> [Exercise details] An exact restatement of every record is required.

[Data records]
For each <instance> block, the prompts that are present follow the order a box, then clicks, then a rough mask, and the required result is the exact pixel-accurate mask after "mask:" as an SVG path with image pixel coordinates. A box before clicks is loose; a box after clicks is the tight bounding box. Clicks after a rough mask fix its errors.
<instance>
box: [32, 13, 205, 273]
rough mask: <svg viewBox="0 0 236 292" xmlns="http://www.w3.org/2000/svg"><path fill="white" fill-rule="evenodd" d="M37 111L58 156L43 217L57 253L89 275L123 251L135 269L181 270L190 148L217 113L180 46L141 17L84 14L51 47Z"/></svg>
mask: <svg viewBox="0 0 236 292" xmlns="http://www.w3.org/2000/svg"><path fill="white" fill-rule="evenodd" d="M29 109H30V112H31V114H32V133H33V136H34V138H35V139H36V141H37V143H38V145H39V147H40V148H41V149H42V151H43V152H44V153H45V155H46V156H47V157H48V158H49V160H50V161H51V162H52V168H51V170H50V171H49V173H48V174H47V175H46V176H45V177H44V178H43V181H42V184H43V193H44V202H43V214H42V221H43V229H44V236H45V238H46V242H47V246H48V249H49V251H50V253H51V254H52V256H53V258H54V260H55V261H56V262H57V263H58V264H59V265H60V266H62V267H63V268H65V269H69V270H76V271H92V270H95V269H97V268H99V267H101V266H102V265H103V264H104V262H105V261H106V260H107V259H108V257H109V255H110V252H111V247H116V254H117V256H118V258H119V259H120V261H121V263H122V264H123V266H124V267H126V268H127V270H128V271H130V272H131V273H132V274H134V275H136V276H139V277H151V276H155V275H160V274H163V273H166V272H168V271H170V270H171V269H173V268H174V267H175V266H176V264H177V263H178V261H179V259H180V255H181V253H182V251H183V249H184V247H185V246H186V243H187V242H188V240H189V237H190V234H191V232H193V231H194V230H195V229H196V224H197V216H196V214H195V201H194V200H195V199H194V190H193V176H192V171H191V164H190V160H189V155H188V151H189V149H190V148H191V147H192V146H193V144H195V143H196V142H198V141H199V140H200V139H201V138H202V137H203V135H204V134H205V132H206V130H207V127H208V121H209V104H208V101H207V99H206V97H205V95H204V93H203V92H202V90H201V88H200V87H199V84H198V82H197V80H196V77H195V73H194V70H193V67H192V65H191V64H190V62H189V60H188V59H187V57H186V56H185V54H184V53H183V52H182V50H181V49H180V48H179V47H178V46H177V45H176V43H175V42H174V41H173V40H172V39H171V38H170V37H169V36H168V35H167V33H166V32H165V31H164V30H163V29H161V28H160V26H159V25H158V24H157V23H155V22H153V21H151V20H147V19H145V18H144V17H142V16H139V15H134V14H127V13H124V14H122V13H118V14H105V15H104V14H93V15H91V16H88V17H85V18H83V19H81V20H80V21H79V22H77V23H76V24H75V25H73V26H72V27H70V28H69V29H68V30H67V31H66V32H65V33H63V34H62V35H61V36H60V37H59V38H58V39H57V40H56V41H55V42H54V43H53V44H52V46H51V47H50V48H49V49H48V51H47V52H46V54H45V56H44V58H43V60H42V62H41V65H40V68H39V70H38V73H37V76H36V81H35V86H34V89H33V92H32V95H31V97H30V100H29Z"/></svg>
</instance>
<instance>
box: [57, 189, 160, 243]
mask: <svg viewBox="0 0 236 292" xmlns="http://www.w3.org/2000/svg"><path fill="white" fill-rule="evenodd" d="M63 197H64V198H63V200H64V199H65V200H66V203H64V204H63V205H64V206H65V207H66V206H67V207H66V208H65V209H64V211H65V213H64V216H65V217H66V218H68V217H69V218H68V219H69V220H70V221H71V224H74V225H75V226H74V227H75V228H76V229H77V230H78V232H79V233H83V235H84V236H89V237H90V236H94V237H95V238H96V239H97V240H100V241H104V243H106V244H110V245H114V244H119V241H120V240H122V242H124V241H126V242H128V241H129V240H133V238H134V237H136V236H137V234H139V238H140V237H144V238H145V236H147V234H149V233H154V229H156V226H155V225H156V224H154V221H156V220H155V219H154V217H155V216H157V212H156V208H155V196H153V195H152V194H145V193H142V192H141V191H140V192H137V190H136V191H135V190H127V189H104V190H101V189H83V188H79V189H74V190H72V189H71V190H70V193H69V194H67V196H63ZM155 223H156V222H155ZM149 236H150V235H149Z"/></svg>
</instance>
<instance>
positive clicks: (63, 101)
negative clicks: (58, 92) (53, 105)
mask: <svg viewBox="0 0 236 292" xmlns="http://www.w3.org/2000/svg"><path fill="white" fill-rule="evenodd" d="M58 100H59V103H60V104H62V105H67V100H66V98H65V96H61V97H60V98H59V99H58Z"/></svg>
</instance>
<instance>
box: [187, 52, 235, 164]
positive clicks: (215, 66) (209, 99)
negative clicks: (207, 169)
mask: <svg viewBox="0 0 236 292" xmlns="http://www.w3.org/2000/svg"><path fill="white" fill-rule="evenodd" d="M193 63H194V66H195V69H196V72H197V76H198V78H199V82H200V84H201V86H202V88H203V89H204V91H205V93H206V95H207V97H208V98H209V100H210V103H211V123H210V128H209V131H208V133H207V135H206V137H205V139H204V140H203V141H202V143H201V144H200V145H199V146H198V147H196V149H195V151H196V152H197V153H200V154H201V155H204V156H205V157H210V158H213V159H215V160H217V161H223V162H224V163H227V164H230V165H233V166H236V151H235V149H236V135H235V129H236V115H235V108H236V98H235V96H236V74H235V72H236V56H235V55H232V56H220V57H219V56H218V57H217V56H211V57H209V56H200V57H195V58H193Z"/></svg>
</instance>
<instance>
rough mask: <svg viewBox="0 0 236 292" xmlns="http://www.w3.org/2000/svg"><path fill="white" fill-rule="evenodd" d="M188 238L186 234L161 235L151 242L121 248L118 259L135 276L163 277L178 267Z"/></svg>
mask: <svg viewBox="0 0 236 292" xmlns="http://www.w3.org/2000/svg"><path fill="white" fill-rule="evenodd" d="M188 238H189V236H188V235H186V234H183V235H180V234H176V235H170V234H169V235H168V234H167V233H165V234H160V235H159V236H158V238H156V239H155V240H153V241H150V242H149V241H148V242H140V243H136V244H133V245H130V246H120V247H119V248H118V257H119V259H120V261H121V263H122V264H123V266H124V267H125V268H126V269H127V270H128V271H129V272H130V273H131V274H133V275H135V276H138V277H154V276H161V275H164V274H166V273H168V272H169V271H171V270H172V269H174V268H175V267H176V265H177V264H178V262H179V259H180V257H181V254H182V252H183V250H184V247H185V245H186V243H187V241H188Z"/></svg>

> [Solution below]
For each <instance> block, the prompts that are present follow the order a box, then clicks, then a rough mask, and the required result is the exact pixel-accurate mask after "mask:" as an SVG path with image pixel coordinates. A box before clicks is loose; a box after clicks is the tight bounding box. Clicks after a rough mask fix its errors.
<instance>
box: [32, 13, 205, 273]
rough mask: <svg viewBox="0 0 236 292" xmlns="http://www.w3.org/2000/svg"><path fill="white" fill-rule="evenodd" d="M37 111L58 156L43 217L57 253L89 275L123 251L135 269L181 270L190 148L217 113L180 46L141 17L84 14L51 47Z"/></svg>
mask: <svg viewBox="0 0 236 292" xmlns="http://www.w3.org/2000/svg"><path fill="white" fill-rule="evenodd" d="M29 109H30V112H31V114H32V133H33V136H34V138H35V139H36V141H37V143H38V145H39V147H40V148H41V149H42V151H43V152H44V153H45V155H46V156H47V157H48V158H49V160H50V161H51V162H52V168H51V170H50V171H49V173H48V174H47V175H46V176H45V177H44V178H43V181H42V184H43V193H44V202H43V214H42V221H43V229H44V236H45V238H46V242H47V246H48V249H49V251H50V253H51V254H52V256H53V258H54V260H55V261H56V262H57V263H58V264H59V265H60V266H62V267H63V268H65V269H69V270H76V271H92V270H95V269H97V268H99V267H101V266H102V265H103V264H104V262H105V261H106V260H107V259H108V257H109V255H110V252H111V247H116V254H117V256H118V258H119V259H120V261H121V263H122V264H123V266H124V267H126V268H127V270H128V271H130V272H131V273H132V274H134V275H136V276H139V277H151V276H155V275H160V274H163V273H166V272H168V271H170V270H171V269H173V268H174V267H175V266H176V264H177V263H178V261H179V259H180V255H181V253H182V251H183V249H184V247H185V246H186V243H187V242H188V240H189V237H190V234H191V232H193V231H194V230H195V229H196V224H197V216H196V214H195V201H194V200H195V199H194V190H193V176H192V171H191V164H190V160H189V155H188V151H189V149H190V148H191V147H192V146H193V144H195V143H196V142H198V141H199V140H200V139H201V138H202V137H203V135H204V134H205V132H206V130H207V127H208V121H209V104H208V101H207V99H206V97H205V95H204V93H203V92H202V90H201V88H200V87H199V84H198V82H197V80H196V77H195V73H194V70H193V67H192V65H191V64H190V62H189V60H188V59H187V57H186V56H185V54H184V53H183V52H182V50H181V49H180V48H179V47H178V46H177V45H176V43H175V42H174V41H173V40H172V39H171V38H170V37H169V36H168V35H167V33H166V32H165V31H164V30H163V29H161V28H160V26H159V25H158V24H157V23H155V22H153V21H151V20H147V19H145V18H144V17H142V16H139V15H134V14H127V13H124V14H122V13H118V14H105V15H104V14H93V15H91V16H88V17H85V18H83V19H81V20H80V21H79V22H77V23H76V24H75V25H73V26H72V27H70V28H69V29H68V30H67V31H66V32H65V33H63V34H62V35H61V36H60V37H59V38H58V39H57V40H56V41H55V42H54V43H53V44H52V46H51V47H50V48H49V49H48V51H47V52H46V54H45V56H44V58H43V60H42V62H41V65H40V68H39V70H38V73H37V76H36V81H35V86H34V89H33V92H32V95H31V97H30V100H29Z"/></svg>
</instance>
<instance>
box: [57, 189, 160, 243]
mask: <svg viewBox="0 0 236 292" xmlns="http://www.w3.org/2000/svg"><path fill="white" fill-rule="evenodd" d="M63 197H64V198H63V200H64V199H65V200H66V203H64V204H63V205H64V206H65V207H66V206H67V207H66V208H65V209H64V211H65V213H64V216H65V217H66V218H68V217H69V218H68V219H69V220H70V221H71V224H74V225H75V226H74V227H75V228H76V229H77V230H78V232H79V233H83V235H84V236H89V237H90V236H94V237H95V238H96V239H97V240H100V241H104V243H106V244H110V245H114V244H119V241H120V240H122V242H124V241H126V242H128V241H129V240H133V238H134V237H136V236H137V234H139V238H140V237H144V238H145V236H147V234H149V233H154V229H156V226H155V225H156V224H154V221H156V220H155V219H154V217H155V216H157V212H156V208H155V196H153V195H152V194H145V193H142V192H141V191H140V192H137V190H136V191H135V190H127V189H104V190H101V189H83V188H79V189H74V190H72V189H71V190H70V193H69V194H67V196H63ZM155 223H156V222H155ZM149 236H150V235H149Z"/></svg>
</instance>
<instance>
positive clicks: (63, 101)
negative clicks: (58, 92) (53, 105)
mask: <svg viewBox="0 0 236 292" xmlns="http://www.w3.org/2000/svg"><path fill="white" fill-rule="evenodd" d="M58 100H59V103H60V104H62V105H67V100H66V98H65V96H61V97H60V98H59V99H58Z"/></svg>
</instance>
<instance>
box: [187, 52, 235, 164]
positive clicks: (215, 66) (209, 99)
negative clicks: (207, 169)
mask: <svg viewBox="0 0 236 292" xmlns="http://www.w3.org/2000/svg"><path fill="white" fill-rule="evenodd" d="M193 63H194V66H195V69H196V72H197V76H198V78H199V82H200V84H201V86H202V88H203V89H204V91H205V93H206V95H207V97H208V98H209V100H210V103H211V123H210V128H209V131H208V133H207V135H206V137H205V139H204V140H203V141H202V143H201V144H200V145H199V146H198V147H196V149H195V151H196V152H197V153H200V154H201V155H204V156H205V157H210V158H213V159H215V160H217V161H223V162H224V163H227V164H230V165H233V166H236V151H235V149H236V135H235V129H236V115H235V108H236V98H235V96H236V74H235V72H236V56H235V55H232V56H220V57H219V56H218V57H217V56H211V57H209V56H200V57H195V58H193Z"/></svg>
</instance>
<instance>
rough mask: <svg viewBox="0 0 236 292" xmlns="http://www.w3.org/2000/svg"><path fill="white" fill-rule="evenodd" d="M188 238L186 234L161 235L151 242L121 248L118 259L135 276L163 277L178 267Z"/></svg>
mask: <svg viewBox="0 0 236 292" xmlns="http://www.w3.org/2000/svg"><path fill="white" fill-rule="evenodd" d="M188 238H189V236H188V235H186V234H183V235H180V234H176V235H170V234H169V235H168V234H167V233H165V234H160V235H159V236H158V238H156V239H155V240H153V241H150V242H149V241H148V242H140V243H136V244H133V245H130V246H120V247H119V248H118V257H119V259H120V261H121V263H122V264H123V266H124V267H125V268H126V269H127V270H128V271H129V272H130V273H131V274H133V275H135V276H138V277H154V276H161V275H164V274H166V273H168V272H169V271H171V270H172V269H174V268H175V267H176V265H177V264H178V262H179V259H180V257H181V254H182V252H183V250H184V247H185V245H186V243H187V241H188Z"/></svg>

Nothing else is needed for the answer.